Entries from a set of point annotations
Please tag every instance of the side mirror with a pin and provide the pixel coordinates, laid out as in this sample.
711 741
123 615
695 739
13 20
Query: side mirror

- WHAT IS REQUIRED
Report each line of the items that contains the string "mirror", treating uppercase and lowercase letters as distinct.

- SOLUTION
Please tag every instance of the side mirror with a pin and provide the pixel coordinates, laid out as in this sample.
Query: side mirror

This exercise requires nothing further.